> **What is asked**:
A – Answer these from the Old Waverly overview:
(i) In which town is Old Waverly located?
(ii) In what month and year did Cupp and Pate start the project?
(iii) Who designed Mossy Oak?
B – Reproduce the passage of the Old Waverly overview starting at "The course opened" and ending at "Waverly ranks 75th.".

> **Source**:
[start]
Overview
From Golf Digest Architecture Editor emeritus Ron Whitten:
I've always admired Jerry Pate's work in golf architecture. He was one of the few PGA Tour pros who really got down and dirty in golf design, and I especially liked the few courses he did with architect Bob Cupp. Their second collaboration was Old Waverly in tiny West Point, Miss., a dream project of West Point native George Bryan, who at the time was chairman of the meat division of the Sara Lee Corporation based in the tri-city area (West Point, Starkville and Columbus) known as Mississippi's Golden Triangle.
Cupp was just two years removed from his employment as Jack Nicklaus’ chief designer, and Pate was still active on the PGA Tour when they started the project in August 1986. Both spent a lot of time on the site. I remember Pate was as proud of the massive drainage system he successfully persuaded Old Waverly to adopt as he was of the many strategies he helped impart in its holes.
The course opened in August 1988 to immediate acclaim, finishing No. 3 among Golf Digest's Best New Private Courses in 1989. It was subsequently the site of Juli Inkster’s first U.S. Women’s Open win in 1999 and when Gabriela Ruffels won the 2019 U.S. Women's Amateur there, she became the first Australian to hold the trophy. Old Waverly has ranked among America’s 100 Greatest in 1995 to 1998 and again in 2005 to 2006. More recently, the former private club became semi-private, and now accepts outside play (in a package deal with its second 18 just to the northwest, the Gil Hanse-designed Mossy Oak.) In Golf Digest's latest list of America’s 100 Greatest Public Courses, Old Waverly ranks 75th.
[end]
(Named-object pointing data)
[start]
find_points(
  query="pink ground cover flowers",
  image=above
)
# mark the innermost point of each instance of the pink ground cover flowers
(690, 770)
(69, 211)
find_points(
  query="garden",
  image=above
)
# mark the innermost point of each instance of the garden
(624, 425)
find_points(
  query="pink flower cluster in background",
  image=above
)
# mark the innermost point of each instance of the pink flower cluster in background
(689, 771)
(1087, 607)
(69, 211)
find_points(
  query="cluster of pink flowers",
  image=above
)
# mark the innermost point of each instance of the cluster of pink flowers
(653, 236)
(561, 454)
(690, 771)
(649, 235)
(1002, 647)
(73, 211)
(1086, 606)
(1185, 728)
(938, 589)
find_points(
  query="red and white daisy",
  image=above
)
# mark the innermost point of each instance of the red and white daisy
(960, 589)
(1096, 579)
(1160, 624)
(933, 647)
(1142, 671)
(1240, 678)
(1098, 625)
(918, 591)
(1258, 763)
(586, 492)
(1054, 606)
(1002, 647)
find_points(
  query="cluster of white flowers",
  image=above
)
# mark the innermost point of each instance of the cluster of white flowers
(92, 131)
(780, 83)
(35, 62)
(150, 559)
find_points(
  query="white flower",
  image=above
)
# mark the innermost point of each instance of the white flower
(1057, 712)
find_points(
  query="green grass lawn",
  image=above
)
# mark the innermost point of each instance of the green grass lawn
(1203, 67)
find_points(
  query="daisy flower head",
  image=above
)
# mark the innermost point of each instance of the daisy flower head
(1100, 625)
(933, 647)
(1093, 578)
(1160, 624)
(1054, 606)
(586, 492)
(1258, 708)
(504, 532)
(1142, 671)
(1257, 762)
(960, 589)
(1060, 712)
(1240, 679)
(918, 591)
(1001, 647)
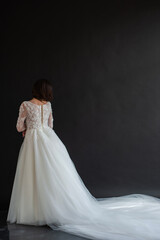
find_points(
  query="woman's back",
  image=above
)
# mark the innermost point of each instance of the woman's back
(32, 115)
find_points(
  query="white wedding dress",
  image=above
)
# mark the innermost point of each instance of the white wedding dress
(47, 189)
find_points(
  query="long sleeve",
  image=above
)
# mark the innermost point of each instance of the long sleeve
(21, 126)
(50, 119)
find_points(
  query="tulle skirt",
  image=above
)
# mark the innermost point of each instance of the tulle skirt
(48, 190)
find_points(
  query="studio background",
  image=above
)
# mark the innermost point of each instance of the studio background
(104, 64)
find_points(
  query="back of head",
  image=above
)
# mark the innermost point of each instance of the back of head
(42, 90)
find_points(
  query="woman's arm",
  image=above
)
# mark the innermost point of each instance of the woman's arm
(21, 125)
(50, 119)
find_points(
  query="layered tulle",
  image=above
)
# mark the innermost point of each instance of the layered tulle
(48, 190)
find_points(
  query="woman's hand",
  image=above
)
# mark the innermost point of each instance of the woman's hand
(23, 133)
[end]
> **Written responses**:
A –
(i) West Point, Miss.
(ii) August 1986
(iii) Gil Hanse

B –
The course opened in August 1988 to immediate acclaim, finishing No. 3 among Golf Digest's Best New Private Courses in 1989. It was subsequently the site of Juli Inkster’s first U.S. Women’s Open win in 1999 and when Gabriela Ruffels won the 2019 U.S. Women's Amateur there, she became the first Australian to hold the trophy. Old Waverly has ranked among America’s 100 Greatest in 1995 to 1998 and again in 2005 to 2006. More recently, the former private club became semi-private, and now accepts outside play (in a package deal with its second 18 just to the northwest, the Gil Hanse-designed Mossy Oak.) In Golf Digest's latest list of America’s 100 Greatest Public Courses, Old Waverly ranks 75th.